### TO BE DONE
Copy the entries below without any change, from the line with "Where can the woman's" up to and including the line with "<point>418,162</point>".

### SOURCE MATERIAL
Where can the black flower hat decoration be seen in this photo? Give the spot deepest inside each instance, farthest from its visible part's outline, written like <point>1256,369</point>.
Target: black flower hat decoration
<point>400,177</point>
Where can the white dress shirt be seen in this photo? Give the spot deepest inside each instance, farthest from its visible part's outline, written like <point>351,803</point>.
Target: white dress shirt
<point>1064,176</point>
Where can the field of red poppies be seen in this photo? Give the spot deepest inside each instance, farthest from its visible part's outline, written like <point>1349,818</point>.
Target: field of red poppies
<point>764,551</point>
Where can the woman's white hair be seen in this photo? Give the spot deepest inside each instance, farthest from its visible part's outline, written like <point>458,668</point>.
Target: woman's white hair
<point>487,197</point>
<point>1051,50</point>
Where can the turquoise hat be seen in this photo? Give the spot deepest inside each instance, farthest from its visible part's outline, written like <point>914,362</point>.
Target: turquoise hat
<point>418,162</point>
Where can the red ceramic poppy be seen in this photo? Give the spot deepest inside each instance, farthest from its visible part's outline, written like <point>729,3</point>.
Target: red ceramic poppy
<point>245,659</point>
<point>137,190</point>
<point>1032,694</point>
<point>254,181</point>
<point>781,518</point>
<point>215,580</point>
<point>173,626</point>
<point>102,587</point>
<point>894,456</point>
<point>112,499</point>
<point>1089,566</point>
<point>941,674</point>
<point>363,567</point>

### OUTPUT OF THE EXERCISE
Where can the woman's white hair be seen in this photo? Give the spot deepest inside each instance, farthest from its visible part's outline, written like <point>458,668</point>.
Target: woman's white hair
<point>487,197</point>
<point>1051,50</point>
Where can the turquoise hat be seen in this photo? Give the spot deepest inside each instance, farthest from its visible part's outline, written like <point>914,362</point>.
Target: turquoise hat
<point>418,162</point>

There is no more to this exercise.